++++ Record extracts ++++
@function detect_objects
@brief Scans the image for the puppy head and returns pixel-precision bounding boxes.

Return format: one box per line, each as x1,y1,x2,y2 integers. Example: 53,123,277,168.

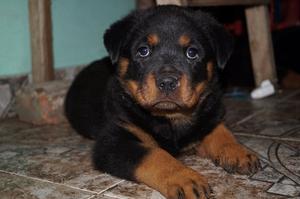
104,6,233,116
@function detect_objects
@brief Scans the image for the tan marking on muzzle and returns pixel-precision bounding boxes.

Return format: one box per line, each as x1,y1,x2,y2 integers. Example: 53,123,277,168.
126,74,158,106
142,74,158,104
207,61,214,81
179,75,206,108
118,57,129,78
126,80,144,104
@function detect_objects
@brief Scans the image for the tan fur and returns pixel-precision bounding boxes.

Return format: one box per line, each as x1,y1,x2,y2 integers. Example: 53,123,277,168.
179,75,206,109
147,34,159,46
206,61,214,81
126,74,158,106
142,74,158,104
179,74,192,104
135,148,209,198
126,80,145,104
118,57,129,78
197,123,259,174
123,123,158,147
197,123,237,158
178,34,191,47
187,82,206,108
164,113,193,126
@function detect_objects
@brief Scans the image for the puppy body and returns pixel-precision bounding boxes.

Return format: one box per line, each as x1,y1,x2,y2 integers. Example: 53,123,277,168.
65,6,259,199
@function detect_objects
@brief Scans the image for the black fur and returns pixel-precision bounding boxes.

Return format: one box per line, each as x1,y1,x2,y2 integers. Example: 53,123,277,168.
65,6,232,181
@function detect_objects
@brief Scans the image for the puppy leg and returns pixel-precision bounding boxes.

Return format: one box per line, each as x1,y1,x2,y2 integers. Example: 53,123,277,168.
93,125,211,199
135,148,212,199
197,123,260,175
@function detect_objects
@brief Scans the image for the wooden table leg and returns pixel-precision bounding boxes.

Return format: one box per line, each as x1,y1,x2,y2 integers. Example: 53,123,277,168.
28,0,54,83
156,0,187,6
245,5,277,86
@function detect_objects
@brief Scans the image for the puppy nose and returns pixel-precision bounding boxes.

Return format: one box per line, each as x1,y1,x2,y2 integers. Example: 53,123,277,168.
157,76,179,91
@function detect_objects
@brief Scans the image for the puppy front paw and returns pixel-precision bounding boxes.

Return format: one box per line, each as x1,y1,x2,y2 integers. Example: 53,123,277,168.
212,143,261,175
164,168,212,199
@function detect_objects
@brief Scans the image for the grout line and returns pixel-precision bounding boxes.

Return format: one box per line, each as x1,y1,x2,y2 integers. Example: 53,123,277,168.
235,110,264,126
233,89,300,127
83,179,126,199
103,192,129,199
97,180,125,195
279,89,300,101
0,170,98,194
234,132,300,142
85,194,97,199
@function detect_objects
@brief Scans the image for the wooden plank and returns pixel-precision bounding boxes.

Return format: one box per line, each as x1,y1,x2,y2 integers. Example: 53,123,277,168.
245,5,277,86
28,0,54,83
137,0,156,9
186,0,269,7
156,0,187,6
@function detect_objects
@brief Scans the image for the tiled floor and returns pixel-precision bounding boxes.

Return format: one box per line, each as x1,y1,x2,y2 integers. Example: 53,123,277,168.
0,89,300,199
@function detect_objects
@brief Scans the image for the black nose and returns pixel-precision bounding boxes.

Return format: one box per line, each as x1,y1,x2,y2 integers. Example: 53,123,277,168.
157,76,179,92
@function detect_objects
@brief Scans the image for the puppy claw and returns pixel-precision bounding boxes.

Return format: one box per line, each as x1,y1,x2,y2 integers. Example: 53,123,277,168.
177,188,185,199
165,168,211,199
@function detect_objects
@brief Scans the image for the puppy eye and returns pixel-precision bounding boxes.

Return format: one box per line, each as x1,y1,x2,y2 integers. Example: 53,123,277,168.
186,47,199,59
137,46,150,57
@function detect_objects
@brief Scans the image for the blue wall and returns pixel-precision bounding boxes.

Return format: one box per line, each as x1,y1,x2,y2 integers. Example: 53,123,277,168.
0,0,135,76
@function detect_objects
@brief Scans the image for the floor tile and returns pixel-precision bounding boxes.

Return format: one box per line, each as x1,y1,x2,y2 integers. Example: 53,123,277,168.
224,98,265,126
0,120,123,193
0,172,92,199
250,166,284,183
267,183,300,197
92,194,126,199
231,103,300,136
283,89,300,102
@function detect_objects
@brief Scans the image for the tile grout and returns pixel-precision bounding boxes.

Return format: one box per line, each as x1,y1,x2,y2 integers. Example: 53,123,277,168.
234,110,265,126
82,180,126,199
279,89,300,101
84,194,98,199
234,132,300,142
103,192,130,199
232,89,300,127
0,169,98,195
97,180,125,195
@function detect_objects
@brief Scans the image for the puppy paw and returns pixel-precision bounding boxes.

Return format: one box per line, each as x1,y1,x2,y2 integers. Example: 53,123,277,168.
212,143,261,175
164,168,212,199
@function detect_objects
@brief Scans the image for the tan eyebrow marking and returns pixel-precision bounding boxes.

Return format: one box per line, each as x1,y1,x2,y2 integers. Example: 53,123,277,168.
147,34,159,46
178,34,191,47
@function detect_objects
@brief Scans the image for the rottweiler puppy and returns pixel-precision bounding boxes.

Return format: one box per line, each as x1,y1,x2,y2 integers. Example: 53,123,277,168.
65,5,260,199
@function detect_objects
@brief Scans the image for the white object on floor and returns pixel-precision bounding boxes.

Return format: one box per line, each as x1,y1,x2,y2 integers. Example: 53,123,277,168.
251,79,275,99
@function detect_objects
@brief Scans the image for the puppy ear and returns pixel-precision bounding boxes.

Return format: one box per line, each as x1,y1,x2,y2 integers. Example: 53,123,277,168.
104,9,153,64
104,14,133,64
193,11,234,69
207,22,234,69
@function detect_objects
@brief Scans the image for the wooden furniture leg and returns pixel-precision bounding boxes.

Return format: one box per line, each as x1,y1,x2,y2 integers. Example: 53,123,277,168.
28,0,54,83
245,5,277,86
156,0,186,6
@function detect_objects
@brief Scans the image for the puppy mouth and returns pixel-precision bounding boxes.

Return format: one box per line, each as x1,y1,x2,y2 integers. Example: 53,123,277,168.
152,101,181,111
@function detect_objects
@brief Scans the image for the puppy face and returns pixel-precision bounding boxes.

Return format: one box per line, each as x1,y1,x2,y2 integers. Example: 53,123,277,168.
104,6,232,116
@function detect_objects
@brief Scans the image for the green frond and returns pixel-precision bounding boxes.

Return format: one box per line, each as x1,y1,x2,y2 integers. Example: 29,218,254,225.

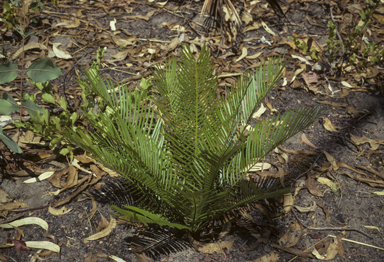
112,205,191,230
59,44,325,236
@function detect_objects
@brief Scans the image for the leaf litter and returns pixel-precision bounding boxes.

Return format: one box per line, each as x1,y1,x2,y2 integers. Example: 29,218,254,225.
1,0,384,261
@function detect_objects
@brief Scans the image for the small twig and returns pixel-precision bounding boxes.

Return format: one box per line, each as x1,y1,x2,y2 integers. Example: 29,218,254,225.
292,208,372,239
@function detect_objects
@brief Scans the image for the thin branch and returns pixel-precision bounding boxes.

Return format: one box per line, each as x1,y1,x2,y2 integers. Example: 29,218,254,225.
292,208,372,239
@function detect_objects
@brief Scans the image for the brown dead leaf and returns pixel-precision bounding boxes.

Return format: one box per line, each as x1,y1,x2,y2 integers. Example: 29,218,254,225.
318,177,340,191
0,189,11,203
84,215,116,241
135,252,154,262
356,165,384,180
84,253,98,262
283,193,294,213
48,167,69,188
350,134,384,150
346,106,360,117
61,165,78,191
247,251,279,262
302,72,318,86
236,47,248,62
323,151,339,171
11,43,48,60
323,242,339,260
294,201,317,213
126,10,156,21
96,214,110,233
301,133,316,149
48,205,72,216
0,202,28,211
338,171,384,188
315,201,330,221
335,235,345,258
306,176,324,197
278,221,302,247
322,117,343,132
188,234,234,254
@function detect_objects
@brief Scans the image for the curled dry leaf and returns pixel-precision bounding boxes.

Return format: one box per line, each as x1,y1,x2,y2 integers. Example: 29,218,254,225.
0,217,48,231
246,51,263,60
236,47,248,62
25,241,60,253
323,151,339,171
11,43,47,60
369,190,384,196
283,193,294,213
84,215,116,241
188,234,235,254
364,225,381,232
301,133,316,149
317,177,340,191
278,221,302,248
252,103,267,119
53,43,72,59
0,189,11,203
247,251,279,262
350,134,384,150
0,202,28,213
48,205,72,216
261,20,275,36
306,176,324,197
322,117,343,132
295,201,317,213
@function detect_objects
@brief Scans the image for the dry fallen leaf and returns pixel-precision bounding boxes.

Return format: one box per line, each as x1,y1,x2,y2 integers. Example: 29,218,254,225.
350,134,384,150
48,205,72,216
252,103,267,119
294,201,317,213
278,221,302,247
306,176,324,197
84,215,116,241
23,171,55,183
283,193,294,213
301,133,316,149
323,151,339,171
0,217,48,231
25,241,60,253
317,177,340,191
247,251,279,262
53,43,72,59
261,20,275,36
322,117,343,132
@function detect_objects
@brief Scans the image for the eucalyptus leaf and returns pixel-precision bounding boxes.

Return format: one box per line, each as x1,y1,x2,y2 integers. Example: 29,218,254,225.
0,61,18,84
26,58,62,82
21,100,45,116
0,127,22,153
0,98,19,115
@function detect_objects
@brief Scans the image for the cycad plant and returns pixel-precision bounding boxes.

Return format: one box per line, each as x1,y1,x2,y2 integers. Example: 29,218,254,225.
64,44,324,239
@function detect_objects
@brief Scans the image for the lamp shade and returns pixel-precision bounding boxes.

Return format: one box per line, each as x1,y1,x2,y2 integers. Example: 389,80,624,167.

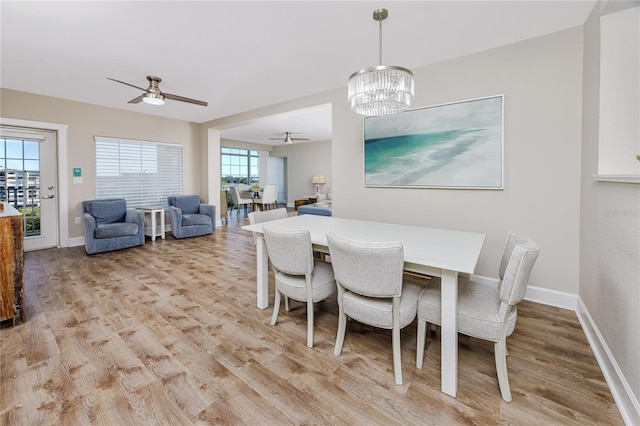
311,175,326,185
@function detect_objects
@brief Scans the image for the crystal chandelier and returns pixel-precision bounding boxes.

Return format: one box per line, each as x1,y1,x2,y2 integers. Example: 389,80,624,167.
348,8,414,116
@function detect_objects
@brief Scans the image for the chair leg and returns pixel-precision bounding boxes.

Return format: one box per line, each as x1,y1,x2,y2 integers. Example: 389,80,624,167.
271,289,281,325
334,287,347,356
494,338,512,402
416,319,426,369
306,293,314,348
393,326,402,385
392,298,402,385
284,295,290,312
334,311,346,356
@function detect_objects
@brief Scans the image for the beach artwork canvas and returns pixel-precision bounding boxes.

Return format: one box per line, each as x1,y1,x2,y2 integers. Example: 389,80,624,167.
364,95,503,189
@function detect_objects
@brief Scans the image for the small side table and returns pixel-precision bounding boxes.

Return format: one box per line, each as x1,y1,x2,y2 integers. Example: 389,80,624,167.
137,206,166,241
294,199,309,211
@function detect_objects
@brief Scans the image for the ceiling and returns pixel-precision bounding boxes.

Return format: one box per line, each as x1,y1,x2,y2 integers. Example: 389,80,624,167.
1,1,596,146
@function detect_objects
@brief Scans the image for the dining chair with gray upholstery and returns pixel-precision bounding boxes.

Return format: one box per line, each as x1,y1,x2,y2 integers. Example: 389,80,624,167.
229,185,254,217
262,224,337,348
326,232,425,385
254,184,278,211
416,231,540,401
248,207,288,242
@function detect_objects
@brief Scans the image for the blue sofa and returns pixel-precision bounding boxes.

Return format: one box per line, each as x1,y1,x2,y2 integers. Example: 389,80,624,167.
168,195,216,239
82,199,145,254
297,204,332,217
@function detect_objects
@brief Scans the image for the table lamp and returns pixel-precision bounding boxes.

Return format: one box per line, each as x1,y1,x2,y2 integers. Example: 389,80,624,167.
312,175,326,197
++++
++++ Record extracts ++++
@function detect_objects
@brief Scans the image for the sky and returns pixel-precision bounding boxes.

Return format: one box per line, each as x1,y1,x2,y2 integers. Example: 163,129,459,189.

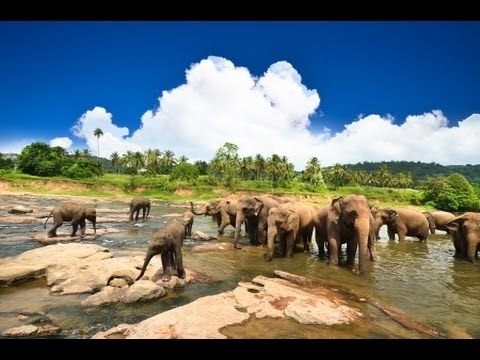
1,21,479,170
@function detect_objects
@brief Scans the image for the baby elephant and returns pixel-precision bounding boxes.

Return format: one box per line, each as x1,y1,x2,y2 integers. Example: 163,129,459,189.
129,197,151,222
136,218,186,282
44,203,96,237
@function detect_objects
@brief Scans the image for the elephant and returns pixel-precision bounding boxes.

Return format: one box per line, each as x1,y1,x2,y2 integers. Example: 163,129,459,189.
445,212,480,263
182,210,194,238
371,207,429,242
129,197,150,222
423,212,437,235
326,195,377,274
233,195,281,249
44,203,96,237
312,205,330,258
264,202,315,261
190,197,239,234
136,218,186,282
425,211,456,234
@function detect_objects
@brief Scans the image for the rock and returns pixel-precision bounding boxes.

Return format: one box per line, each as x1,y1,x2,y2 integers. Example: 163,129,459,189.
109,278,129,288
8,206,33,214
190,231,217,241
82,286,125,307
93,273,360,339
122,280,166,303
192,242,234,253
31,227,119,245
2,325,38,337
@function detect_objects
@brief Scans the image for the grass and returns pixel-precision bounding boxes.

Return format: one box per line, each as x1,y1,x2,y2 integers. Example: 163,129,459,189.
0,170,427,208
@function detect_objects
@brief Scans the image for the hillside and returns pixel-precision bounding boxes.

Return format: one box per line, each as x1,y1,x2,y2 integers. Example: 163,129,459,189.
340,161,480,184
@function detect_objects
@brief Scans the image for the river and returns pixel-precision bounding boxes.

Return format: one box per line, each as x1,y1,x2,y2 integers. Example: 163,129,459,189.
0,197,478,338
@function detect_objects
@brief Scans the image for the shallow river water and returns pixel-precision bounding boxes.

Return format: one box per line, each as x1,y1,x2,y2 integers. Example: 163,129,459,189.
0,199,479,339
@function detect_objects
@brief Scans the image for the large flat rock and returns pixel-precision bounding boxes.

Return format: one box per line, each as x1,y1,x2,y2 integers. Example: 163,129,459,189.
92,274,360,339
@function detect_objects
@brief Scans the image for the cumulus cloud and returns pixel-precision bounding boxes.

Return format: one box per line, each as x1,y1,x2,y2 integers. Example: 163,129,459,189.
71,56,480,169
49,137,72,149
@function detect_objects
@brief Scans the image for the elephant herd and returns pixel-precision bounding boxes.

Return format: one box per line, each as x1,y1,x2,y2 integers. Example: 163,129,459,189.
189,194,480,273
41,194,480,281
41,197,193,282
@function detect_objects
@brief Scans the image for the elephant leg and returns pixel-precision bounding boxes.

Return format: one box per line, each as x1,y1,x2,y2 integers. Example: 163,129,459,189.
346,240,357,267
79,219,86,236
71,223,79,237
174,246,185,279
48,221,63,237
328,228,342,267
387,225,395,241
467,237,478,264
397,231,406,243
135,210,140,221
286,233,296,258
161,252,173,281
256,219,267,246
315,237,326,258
++++
# [Task to carry out]
Print only what lies in the material above starting at the line with "ceiling and returns pixel-precision bounding boxes." and ending at the line with "sofa and returns pixel-precision bounding boxes.", every line exactly as given.

# [Written answer]
@brief Scans the image for the ceiling and returns pixel-precision bounding boxes.

Return format: one box per line, each as x1,y1,x2,y2 integers. Example: 389,80,624,167.
1,1,596,146
@function detect_objects
@brief Scans the image for the dining chair with gray upholstery and returns pixel-precision bounding boxes.

Return format: one box per line, each as x1,y1,x2,y2 integers. Example: 389,80,624,167.
229,185,254,217
262,224,337,348
326,232,425,385
254,184,278,211
416,231,540,401
248,207,288,242
@function detect_objects
@brief Scans the image for the blue sofa and returns pixel-precision bounding boxes.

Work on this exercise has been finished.